> [Short exercise] Nothing but the line with "the red stripe" and the lines after it, through the end of the records below, is to be repeated, exactly as it is.
+++
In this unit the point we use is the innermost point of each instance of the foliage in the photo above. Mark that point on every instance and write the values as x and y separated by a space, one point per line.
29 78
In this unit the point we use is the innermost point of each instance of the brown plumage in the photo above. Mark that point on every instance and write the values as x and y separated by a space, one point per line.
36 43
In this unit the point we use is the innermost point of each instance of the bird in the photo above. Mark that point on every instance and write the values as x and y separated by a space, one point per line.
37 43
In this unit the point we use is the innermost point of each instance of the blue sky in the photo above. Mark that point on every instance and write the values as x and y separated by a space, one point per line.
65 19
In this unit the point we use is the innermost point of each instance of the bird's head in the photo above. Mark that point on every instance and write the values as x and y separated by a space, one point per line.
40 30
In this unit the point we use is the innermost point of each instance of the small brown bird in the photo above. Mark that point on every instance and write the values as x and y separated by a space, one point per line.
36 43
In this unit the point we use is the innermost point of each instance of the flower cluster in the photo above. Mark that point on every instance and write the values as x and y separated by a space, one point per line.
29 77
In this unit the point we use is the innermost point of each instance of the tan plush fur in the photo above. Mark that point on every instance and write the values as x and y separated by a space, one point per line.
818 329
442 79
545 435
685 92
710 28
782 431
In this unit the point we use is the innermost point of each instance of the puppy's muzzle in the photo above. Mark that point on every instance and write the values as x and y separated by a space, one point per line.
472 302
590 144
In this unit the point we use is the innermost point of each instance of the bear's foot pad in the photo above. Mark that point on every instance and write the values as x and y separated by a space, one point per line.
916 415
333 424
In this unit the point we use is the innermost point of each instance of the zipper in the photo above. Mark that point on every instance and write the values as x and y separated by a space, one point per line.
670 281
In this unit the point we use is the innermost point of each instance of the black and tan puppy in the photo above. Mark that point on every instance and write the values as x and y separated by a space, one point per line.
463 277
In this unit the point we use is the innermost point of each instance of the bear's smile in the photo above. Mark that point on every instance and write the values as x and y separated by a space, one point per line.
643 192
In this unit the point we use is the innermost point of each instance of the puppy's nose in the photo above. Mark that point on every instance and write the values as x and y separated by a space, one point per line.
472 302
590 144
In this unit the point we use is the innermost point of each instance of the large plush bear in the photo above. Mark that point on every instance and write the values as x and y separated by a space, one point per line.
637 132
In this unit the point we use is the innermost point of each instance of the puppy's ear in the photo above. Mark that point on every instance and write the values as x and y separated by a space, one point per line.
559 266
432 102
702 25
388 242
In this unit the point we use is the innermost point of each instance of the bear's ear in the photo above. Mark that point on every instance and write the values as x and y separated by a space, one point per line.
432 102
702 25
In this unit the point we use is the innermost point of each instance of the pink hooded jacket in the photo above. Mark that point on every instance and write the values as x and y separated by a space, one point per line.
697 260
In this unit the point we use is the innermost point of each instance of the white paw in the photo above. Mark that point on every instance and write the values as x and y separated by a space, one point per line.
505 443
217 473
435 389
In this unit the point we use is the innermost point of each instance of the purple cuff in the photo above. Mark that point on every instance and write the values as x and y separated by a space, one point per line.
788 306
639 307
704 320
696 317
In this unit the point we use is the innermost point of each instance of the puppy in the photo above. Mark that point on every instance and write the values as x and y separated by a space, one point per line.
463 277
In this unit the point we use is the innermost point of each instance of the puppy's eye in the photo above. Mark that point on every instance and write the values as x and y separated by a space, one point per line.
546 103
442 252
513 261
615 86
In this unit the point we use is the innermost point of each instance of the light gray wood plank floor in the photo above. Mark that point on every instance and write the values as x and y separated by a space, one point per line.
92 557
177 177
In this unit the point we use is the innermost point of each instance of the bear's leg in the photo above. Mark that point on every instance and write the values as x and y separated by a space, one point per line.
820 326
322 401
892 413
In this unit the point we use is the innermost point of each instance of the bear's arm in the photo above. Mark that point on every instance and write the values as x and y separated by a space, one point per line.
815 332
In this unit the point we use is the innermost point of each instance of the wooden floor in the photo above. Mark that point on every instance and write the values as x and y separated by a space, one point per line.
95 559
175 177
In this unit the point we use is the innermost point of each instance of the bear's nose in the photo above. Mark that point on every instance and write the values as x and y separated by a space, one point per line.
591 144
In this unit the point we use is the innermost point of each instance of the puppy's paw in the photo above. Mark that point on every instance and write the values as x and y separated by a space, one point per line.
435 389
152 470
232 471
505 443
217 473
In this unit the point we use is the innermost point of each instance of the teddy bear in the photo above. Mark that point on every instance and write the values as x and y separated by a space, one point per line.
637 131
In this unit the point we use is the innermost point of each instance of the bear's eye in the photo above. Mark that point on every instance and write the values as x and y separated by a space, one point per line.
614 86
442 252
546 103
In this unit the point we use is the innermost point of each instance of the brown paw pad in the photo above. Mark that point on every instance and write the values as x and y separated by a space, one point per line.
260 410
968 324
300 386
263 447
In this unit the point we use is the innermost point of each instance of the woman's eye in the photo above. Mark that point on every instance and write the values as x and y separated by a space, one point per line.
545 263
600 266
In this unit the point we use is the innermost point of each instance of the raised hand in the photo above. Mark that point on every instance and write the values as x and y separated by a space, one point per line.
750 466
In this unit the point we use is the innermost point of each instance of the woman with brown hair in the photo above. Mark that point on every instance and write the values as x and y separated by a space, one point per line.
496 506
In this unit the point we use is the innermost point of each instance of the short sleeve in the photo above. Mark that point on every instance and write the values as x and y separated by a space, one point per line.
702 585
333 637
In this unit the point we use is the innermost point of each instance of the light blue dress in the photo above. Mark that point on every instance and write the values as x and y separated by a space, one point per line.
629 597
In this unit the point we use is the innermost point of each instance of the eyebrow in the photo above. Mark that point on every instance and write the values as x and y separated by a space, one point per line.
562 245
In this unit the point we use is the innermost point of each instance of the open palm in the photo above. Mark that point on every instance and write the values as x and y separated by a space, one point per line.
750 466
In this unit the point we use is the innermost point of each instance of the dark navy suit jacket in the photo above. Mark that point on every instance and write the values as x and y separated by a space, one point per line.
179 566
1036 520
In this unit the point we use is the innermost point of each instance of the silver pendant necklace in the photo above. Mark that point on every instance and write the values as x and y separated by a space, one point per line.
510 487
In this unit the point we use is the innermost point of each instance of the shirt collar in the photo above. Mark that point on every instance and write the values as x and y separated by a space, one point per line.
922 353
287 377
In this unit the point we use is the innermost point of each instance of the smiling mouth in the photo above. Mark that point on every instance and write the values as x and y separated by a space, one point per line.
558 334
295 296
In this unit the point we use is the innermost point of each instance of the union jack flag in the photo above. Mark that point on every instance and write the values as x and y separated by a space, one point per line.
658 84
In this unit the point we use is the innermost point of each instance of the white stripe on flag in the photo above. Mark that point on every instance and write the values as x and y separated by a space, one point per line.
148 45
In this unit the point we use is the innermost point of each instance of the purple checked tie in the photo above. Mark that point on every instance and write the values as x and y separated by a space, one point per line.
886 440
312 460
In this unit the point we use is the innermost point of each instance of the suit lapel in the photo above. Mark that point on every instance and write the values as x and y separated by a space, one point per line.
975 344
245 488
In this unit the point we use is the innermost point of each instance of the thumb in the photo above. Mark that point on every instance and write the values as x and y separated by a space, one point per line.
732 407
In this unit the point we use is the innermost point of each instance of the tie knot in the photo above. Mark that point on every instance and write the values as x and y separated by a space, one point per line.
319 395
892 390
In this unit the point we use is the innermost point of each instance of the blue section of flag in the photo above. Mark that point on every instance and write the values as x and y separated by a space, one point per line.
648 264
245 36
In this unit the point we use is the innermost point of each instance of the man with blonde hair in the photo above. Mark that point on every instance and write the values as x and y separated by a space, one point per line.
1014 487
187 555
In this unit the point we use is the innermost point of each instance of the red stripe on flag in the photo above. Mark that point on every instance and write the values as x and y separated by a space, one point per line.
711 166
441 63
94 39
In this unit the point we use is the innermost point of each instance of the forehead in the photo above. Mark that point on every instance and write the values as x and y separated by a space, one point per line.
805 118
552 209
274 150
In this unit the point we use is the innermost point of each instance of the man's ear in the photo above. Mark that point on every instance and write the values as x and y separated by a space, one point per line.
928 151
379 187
+++
> [Exercise output]
In this unit the point we use is the innermost point of each instance of the red stripe on flag in the photo above. Mark that point on every instance and write the values as x and y separated by a space, one point per line.
711 166
441 63
94 39
In this unit the point we use is the innermost point of each instance of the forehead in the photo above. Mark that point on every instance and write the values as x and y separated by a space, one point per line.
805 118
552 209
274 150
In this unit the point we use is the innermost point of each instance of the man's ear in the photo above. Mark that point on every instance and write the values as x and y separated by a space, one point per line.
928 151
379 187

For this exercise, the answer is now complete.